Copy every line of the data that includes the string "wrestler".

━━━━

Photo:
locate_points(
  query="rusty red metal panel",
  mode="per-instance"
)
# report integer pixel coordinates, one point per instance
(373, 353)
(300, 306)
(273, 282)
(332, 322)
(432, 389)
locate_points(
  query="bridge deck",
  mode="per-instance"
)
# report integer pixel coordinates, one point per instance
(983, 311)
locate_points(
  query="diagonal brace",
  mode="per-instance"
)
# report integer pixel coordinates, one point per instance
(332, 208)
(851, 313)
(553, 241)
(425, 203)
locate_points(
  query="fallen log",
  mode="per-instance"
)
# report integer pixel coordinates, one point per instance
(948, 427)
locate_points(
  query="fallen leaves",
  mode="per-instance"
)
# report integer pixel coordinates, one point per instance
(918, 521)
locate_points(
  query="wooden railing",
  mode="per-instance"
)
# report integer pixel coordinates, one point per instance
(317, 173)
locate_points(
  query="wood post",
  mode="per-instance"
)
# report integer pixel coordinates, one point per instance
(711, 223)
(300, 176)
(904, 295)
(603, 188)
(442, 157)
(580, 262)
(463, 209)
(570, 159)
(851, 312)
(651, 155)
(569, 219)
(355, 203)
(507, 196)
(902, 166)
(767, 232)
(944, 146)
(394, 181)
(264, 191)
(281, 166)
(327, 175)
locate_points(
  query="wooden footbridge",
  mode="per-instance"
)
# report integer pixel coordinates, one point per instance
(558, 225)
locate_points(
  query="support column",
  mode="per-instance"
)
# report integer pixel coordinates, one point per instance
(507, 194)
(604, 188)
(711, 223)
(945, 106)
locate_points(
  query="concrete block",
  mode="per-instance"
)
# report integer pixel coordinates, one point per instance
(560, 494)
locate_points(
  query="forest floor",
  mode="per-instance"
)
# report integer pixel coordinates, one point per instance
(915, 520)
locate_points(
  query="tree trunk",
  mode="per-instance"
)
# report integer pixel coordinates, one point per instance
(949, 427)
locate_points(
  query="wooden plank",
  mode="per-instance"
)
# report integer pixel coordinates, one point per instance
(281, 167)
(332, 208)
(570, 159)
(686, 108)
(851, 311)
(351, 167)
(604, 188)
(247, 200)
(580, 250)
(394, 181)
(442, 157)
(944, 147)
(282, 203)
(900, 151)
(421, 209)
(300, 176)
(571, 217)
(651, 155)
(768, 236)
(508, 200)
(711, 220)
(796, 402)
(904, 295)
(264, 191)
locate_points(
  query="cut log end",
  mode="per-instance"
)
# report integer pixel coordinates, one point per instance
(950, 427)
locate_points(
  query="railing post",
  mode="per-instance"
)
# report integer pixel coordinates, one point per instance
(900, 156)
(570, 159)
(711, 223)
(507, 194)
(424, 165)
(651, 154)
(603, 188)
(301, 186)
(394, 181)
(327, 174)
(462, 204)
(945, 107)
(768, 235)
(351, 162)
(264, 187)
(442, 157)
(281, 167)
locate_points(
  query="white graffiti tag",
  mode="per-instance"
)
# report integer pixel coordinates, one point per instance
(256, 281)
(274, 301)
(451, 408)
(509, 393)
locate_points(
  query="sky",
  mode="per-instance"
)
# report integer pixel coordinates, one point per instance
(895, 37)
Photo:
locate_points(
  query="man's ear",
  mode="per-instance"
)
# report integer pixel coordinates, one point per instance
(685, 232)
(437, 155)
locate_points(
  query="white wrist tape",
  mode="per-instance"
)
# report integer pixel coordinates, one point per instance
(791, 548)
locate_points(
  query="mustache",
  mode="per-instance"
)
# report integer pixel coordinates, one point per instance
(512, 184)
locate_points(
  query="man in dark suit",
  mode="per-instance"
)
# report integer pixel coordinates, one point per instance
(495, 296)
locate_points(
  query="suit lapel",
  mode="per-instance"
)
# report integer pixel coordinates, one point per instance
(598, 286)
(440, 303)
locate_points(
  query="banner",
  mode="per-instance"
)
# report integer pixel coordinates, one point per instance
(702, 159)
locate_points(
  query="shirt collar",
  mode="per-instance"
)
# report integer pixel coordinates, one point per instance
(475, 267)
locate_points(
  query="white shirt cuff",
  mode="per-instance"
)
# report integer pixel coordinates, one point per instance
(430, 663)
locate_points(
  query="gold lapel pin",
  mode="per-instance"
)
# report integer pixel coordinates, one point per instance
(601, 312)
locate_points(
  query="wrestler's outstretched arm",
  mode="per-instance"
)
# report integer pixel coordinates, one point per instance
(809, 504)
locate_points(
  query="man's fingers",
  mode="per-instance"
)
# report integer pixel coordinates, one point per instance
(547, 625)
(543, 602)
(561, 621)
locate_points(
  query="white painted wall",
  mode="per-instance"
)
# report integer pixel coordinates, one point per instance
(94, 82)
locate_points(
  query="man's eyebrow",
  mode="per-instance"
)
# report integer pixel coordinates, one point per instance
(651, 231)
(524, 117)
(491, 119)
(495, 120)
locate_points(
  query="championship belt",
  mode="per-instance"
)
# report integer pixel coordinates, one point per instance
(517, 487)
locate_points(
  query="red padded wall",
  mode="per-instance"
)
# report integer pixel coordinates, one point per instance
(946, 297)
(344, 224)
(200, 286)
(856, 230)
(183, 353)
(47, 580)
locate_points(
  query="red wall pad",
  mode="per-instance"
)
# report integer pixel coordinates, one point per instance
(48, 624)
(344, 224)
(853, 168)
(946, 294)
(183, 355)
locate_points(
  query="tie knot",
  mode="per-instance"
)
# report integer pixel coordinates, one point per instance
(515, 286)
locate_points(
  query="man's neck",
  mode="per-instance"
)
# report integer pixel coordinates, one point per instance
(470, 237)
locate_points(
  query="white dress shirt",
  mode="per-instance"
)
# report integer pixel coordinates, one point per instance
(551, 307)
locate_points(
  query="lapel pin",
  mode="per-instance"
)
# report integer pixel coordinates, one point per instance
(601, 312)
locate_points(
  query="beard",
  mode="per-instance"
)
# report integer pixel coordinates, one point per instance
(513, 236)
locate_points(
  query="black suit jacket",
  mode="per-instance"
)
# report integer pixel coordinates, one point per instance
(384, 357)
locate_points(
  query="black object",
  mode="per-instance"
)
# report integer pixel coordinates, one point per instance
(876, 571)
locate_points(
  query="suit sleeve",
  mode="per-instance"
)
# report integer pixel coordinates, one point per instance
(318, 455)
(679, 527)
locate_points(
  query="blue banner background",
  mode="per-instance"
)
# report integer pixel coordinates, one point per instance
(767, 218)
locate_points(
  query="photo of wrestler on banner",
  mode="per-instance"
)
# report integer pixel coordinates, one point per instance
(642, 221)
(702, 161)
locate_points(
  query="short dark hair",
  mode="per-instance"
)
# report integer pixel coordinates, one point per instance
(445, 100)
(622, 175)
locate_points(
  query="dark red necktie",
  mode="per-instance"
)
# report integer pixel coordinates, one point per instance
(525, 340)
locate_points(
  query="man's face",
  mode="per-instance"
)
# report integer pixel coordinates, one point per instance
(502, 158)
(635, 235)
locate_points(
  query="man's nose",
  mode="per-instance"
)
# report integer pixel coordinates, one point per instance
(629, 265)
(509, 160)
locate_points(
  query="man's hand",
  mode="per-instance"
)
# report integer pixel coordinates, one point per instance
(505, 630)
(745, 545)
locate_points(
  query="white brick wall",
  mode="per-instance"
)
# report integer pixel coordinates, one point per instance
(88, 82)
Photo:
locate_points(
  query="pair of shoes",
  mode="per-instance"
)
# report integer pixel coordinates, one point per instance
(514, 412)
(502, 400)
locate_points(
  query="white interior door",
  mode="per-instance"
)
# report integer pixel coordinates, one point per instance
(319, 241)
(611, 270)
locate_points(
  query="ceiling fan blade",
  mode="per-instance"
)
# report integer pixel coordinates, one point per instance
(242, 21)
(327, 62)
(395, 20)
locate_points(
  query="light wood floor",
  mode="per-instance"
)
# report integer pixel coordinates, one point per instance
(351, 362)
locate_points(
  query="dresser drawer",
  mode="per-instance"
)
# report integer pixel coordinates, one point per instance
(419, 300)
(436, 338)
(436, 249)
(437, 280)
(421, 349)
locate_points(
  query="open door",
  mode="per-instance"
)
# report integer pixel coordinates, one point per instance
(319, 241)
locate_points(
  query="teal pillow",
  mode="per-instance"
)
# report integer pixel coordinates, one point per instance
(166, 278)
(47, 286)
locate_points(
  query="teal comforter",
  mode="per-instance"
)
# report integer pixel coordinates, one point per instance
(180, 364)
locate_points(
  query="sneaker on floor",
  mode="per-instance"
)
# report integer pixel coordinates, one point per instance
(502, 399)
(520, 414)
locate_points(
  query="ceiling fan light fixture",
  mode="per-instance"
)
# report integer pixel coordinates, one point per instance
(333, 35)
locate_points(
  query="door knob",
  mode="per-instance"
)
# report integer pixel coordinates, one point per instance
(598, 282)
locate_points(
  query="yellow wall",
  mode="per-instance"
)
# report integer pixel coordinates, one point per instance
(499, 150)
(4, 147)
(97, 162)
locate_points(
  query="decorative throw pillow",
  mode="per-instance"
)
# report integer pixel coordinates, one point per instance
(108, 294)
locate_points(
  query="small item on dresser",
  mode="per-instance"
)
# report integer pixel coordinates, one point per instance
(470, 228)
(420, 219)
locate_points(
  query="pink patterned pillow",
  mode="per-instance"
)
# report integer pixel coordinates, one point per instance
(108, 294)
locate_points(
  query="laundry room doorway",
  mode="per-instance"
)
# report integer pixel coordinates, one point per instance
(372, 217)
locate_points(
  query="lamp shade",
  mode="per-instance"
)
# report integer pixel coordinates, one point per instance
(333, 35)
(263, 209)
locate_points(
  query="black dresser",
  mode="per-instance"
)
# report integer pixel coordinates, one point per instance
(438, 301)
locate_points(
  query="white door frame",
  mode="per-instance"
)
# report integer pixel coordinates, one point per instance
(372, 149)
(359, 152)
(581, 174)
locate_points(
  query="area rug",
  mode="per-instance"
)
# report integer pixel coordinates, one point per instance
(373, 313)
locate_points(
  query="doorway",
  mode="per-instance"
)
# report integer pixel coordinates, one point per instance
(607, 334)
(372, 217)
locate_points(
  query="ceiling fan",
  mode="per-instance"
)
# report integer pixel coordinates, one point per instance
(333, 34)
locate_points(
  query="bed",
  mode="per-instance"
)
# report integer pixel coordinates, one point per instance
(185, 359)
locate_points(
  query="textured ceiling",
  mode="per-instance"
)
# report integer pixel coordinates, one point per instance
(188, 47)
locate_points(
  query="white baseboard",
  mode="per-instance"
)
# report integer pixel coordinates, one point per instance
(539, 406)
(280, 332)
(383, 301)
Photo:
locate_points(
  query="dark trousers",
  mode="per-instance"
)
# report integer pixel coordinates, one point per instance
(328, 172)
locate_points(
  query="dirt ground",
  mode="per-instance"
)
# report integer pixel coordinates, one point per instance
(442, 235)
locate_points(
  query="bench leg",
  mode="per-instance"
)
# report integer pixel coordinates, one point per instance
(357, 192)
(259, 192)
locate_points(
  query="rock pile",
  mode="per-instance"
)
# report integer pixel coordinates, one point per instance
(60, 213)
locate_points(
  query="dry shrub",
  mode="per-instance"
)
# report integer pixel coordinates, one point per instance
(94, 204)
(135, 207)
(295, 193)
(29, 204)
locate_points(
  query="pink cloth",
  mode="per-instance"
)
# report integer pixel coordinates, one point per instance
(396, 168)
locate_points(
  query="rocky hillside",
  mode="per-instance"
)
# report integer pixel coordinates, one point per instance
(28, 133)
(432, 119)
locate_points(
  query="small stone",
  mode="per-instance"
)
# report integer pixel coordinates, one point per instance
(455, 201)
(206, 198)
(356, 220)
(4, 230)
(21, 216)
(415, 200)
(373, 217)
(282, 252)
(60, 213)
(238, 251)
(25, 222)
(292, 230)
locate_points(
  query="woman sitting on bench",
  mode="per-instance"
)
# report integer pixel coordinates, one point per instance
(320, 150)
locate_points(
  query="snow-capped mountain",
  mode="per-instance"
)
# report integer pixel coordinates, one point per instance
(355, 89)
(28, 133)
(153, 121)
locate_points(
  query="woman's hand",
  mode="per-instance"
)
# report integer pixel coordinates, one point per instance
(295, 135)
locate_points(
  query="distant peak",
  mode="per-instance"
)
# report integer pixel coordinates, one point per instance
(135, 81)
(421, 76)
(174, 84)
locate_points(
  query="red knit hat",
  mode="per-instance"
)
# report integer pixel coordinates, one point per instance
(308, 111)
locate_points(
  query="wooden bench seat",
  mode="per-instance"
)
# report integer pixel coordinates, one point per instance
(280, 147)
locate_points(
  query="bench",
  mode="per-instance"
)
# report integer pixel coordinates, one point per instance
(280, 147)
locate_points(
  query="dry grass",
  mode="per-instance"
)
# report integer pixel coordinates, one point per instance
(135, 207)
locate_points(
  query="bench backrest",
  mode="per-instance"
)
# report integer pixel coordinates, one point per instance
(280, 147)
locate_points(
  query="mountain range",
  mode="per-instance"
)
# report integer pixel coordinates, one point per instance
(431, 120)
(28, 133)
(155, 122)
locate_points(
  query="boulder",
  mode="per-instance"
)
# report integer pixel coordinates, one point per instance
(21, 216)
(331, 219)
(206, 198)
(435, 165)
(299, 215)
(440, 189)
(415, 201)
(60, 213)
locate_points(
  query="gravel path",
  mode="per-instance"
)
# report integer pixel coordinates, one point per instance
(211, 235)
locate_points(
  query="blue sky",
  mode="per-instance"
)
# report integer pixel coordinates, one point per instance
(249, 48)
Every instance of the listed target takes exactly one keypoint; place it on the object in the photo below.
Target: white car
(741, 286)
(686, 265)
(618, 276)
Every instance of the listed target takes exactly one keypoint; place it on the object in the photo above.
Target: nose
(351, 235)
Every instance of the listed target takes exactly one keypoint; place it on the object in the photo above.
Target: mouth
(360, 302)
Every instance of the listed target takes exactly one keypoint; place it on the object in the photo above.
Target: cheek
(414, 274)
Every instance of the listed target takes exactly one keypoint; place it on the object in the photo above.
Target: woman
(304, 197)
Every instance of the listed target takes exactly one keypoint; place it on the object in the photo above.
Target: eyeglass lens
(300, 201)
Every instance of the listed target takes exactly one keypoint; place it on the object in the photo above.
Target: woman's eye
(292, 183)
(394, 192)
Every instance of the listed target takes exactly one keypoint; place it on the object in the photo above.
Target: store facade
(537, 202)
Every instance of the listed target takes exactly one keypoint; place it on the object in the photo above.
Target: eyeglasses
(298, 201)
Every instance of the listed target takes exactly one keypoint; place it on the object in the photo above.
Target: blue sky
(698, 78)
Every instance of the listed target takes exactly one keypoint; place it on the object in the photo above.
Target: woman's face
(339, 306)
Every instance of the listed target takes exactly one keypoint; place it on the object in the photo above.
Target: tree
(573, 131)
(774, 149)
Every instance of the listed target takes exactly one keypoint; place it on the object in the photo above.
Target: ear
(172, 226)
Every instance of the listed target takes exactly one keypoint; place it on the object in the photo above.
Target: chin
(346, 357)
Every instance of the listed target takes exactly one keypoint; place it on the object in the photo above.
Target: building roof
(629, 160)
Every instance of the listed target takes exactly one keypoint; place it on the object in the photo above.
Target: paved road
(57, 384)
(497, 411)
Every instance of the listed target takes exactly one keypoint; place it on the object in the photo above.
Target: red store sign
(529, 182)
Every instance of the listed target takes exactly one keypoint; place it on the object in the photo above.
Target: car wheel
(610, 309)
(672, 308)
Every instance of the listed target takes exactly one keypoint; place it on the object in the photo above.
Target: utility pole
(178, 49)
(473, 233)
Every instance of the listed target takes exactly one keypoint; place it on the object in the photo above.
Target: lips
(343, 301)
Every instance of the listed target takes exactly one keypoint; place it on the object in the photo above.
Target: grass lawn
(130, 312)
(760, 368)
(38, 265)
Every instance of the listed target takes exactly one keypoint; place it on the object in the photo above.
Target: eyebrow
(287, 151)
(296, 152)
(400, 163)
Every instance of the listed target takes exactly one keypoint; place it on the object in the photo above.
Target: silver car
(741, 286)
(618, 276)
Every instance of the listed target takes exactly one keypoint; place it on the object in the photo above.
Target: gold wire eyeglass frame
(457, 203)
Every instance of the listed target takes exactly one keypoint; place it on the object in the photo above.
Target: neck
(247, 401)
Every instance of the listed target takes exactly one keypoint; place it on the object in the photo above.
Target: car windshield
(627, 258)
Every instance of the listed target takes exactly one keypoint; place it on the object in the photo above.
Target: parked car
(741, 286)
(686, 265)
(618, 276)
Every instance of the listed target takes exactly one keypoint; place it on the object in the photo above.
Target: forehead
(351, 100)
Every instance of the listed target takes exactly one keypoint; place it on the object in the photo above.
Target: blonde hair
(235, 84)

━━━━

RESPONSE:
  query="wrestler's outstretched arm",
  query="photo of wrestler on banner",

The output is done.